# Bully Kennel



## Brutus0124 (Mar 22, 2011)

I recently bought a pup from this kennel. It was kind of unplanned. I had contacted them about coming up and learning some more about these breeds. I got there and they seemed to be great people and took very good care of their dogs. I met a little pup and couldn't resist. Anyway I just wanted to get some of you guys opinion on them judging by the website.http://www.starstruckpits.com/puppiesforsalepg1.htm


----------



## PatienceFlame (Dec 22, 2009)

I don't see them being anything special, the fact they have IRONCROSS dogs in the pups peds would stop me right there and say NO to buying..and just pointing this out...
STAR STRUCK BULLIES "JACKSON"'s photo was manipulated.


----------



## Mach0 (Mar 28, 2010)

To be honest- they don't seem to be anything special. Quite a few of those dogs are really high in the rear. 

Good luck with your pup and be sure to post pics


----------



## pitbullmamanatl (Jun 1, 2010)

I wouldn't have gotten a pup from them; however, you already have the pup so a little late to be worrying about that now. Just take excellent care of your dog and best of luck.


----------



## angelbaby (Feb 4, 2010)

Id be more interested in seeing your pup rather then the kennel  hint hint lol ....


----------



## 9361 (Jun 25, 2009)

I hope you didn't spend too much on it.


----------



## r0ckah0l1c (Jan 18, 2011)

I don't like how the backs on those dogs look...it looks like it could cause problems later on...idk...


----------



## Brutus0124 (Mar 22, 2011)

He was only $250. I am going to be off all weekend and will be spending it with him and chevelle playing. Be on the lookout for plenty of pics coming up. His name is Sarge.


----------



## pitbullmamanatl (Jun 1, 2010)

angelbaby said:


> Id be more interested in seeing your pup rather then the kennel  hint hint lol ....


Agree with Rangel Dangel!


----------



## Brutus0124 (Mar 22, 2011)

Like I said I will get some up this weekend. By the way everytime I see your sig it cracks me up. I can't get over the way Kangol sits up on the couch like that.


----------

→ **Recorded information**:
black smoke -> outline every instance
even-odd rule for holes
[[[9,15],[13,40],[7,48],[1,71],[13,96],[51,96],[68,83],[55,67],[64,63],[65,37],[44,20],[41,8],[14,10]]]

→ **Exercise description**: Which distinct usernames post in the forum thread about the bully kennel? List each one once, in order of first appearance.

→ **Complete response**: Brutus0124, PatienceFlame, Mach0, pitbullmamanatl, angelbaby, 9361, r0ckah0l1c